● **Texto apresentado**
Como percebem a criação literária através dos blogs?
Como vêem a participação do professor de Língua Portuguesa no processo de
formação do aluno-autor?
A partir da questão central e também das questões norteadoras, me propus alcançar os
seguintes objetivos específicos:
Analisar com as professoras alguns blogs literários presentes na rede;
Construir com as professoras e seus alunos um blog literário para cada turma;
154
Refletir com as professoras sobre o trabalho com os blogs literários e as
possibilidades de autoria dos alunos por eles suscitadas;
Suscitar nas professoras uma reflexão que possa gerar uma ação pedagógica sobre
as possibilidades de uso dos blogs literários no processo de formação do aluno-autor.
Na tentativa de atingi-los e coerente com o referencial teórico que elegi para dialogar
na construção de minha pesquisa, optei pela observação mediada, quando não me limitei a
observar as professoras em suas tarefas diárias seja na sala de aula, na relação com os alunos e
com outros integrantes da equipe do Colégio, mas busquei participar do evento observado e
constituir-me parte dele (Freitas; 2003, p.32). Para tanto “mergulhei” na vida do Colégio,
percorri suas dependências, misturei-me aos alunos no recreio, participei dos cafés das
professoras no Departamento, discuti com elas seus planejamentos e ações.

● **Descrição da tarefa**
Transcreva na íntegra o texto sobre blogs literários, sem nenhuma alteração.

● **Segmento de dados**

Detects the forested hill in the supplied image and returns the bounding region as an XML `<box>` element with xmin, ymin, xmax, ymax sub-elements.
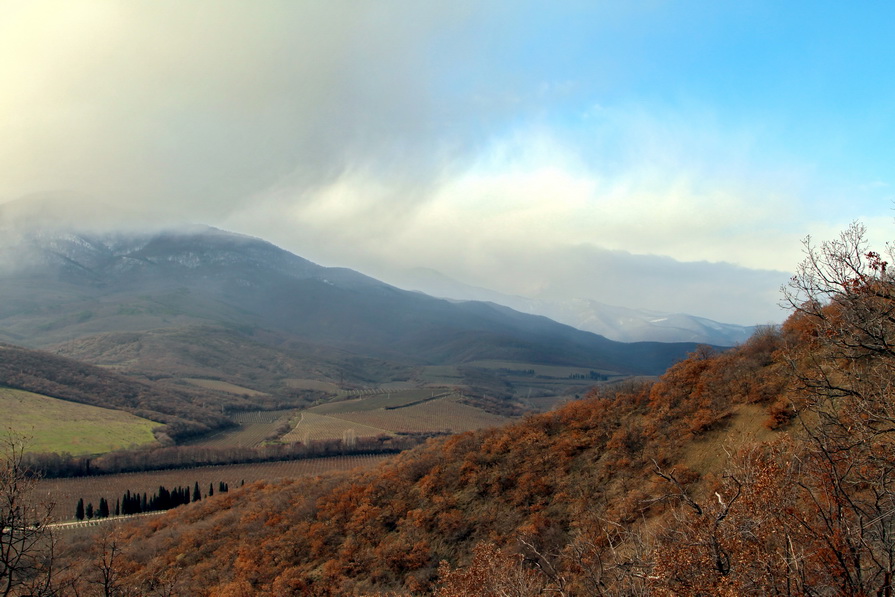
<box><xmin>65</xmin><ymin>330</ymin><xmax>788</xmax><ymax>596</ymax></box>
<box><xmin>50</xmin><ymin>222</ymin><xmax>895</xmax><ymax>597</ymax></box>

● **Resultado da tarefa**
Como percebem a criação literária através dos blogs?
Como vêem a participação do professor de Língua Portuguesa no processo de
formação do aluno-autor?
A partir da questão central e também das questões norteadoras, me propus alcançar os
seguintes objetivos específicos:
Analisar com as professoras alguns blogs literários presentes na rede;
Construir com as professoras e seus alunos um blog literário para cada turma;
154
Refletir com as professoras sobre o trabalho com os blogs literários e as
possibilidades de autoria dos alunos por eles suscitadas;
Suscitar nas professoras uma reflexão que possa gerar uma ação pedagógica sobre
as possibilidades de uso dos blogs literários no processo de formação do aluno-autor.
Na tentativa de atingi-los e coerente com o referencial teórico que elegi para dialogar
na construção de minha pesquisa, optei pela observação mediada, quando não me limitei a
observar as professoras em suas tarefas diárias seja na sala de aula, na relação com os alunos e
com outros integrantes da equipe do Colégio, mas busquei participar do evento observado e
constituir-me parte dele (Freitas; 2003, p.32). Para tanto “mergulhei” na vida do Colégio,
percorri suas dependências, misturei-me aos alunos no recreio, participei dos cafés das
professoras no Departamento, discuti com elas seus planejamentos e ações.